▶ [Work task]:
Check each line of the material that follows, and copy those holding the string "inside".

==== Extracted material

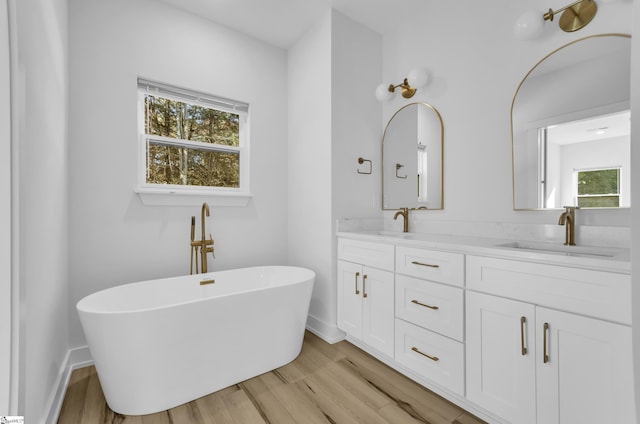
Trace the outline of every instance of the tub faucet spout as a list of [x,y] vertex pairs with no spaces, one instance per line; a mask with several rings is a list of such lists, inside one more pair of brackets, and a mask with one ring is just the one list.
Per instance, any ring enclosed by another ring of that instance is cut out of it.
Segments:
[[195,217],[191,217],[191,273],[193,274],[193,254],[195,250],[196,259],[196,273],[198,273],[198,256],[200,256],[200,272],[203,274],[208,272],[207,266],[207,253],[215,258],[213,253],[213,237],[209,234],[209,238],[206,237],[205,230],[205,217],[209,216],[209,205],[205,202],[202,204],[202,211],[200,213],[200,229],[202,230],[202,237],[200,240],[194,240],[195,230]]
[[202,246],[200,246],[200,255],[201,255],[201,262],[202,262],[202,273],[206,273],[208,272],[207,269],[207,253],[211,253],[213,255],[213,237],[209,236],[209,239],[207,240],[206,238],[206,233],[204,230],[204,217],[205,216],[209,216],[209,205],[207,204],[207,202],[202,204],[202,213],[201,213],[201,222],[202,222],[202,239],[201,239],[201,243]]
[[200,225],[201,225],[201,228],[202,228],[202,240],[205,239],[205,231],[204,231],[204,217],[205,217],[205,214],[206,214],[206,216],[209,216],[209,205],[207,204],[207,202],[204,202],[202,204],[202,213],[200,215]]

========
==== Extracted material

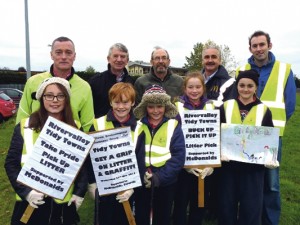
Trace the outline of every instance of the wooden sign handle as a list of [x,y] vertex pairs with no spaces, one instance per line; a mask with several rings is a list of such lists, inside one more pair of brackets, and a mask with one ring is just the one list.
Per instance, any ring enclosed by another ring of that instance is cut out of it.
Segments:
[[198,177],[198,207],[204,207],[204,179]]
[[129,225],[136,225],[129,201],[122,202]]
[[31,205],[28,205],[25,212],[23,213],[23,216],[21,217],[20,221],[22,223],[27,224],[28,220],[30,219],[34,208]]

========
==== Extracted material

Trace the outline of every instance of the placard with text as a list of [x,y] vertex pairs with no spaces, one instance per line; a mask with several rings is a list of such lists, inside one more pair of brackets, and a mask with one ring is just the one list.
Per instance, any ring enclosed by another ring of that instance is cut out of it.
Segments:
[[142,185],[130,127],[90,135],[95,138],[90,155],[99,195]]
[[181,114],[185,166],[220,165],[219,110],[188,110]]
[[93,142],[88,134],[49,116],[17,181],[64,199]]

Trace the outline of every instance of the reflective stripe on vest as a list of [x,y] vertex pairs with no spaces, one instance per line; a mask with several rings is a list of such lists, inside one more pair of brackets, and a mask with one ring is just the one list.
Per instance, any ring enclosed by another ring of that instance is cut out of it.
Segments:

========

▶ [Your solution]:
Trace the outline of every instance of the tub faucet spout as a list of [x,y] vertex pairs with no spaces, one instance per line; a mask with several rings is a list of such lists, inside one more pair of brackets, and a mask with one ring is just the one list.
Trace the outline of every instance of the wooden sign handle as a list of [x,y] vertex pairs with no spaces, one instance per line; a mask with several rings is a list of such lists, inside one more pair of brackets, and a mask with one ring is just the one list.
Trace the outline of every instance of the placard with text as a list of [x,y] vertex pairs with no spaces, one instance per line; a mask with several rings is a list of such lists, inside one more pair of brackets, and a mask with one ring is just the one list.
Trace the outline of every instance of the reflective stripe on vest as a list of [x,y] vertex pairs with no spaces, one instance per line; a mask with several rings is a list of such lists, inside one more pair of brackets, and a mask with one ring is just the one list.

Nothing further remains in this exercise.